Instruction: Give a verbatim repeat of the lines that run from the line containing "of the wrapped" to the end of the data below.

Data excerpts:
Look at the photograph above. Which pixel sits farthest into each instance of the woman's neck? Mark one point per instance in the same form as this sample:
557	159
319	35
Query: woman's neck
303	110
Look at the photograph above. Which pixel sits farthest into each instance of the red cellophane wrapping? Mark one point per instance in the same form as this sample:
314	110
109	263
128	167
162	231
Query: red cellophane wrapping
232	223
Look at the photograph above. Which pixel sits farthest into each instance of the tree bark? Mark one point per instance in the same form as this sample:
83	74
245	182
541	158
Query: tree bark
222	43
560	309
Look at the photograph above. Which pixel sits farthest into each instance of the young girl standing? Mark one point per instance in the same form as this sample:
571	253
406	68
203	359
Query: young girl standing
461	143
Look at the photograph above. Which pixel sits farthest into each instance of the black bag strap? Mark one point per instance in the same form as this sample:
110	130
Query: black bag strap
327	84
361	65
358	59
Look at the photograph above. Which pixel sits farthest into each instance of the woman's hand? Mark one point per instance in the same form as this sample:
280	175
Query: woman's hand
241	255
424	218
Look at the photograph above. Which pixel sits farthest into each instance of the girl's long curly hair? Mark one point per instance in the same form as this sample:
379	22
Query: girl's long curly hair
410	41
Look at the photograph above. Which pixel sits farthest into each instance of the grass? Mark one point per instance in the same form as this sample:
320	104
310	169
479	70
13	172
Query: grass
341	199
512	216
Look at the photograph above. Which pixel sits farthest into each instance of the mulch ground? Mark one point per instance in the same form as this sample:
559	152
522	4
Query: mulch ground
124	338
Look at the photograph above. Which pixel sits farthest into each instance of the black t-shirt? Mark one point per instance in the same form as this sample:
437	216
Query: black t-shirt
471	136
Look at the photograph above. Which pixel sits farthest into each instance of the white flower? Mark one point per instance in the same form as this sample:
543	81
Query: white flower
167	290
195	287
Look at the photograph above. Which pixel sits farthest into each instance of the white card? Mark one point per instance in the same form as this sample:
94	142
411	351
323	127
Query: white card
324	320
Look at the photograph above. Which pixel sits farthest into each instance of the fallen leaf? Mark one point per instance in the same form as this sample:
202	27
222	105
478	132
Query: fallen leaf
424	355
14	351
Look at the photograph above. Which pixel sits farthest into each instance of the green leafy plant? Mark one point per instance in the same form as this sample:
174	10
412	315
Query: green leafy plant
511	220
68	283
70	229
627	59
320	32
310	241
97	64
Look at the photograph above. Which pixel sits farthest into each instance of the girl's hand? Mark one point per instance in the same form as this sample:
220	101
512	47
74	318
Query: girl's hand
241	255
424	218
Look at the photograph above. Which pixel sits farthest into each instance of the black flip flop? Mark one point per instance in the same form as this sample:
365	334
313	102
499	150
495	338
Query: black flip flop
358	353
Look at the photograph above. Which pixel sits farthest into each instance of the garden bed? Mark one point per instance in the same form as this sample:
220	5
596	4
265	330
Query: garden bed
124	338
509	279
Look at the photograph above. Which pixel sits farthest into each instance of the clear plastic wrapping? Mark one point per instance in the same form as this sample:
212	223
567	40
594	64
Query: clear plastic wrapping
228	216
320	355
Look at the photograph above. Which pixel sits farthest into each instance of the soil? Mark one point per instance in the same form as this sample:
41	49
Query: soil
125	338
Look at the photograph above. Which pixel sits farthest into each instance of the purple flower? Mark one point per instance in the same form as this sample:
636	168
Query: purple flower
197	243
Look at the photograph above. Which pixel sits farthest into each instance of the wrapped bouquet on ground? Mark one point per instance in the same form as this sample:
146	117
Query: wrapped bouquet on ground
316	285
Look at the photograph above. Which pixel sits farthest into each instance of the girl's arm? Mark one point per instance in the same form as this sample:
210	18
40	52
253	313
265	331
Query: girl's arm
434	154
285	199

Answer to the task:
Look at the photograph above. Which pixel sits farthest into each instance of the wrapped bouquet on ground? Mark one point per instance in the same form as this sample:
146	117
Query: wrapped bouquet on ground
316	285
Look at the photograph above. Which pixel sits farthest into each instance of the girl's arm? Mark one point per instance in the same form as this sample:
210	18
40	52
253	313
265	331
Query: girl's arm
434	154
285	199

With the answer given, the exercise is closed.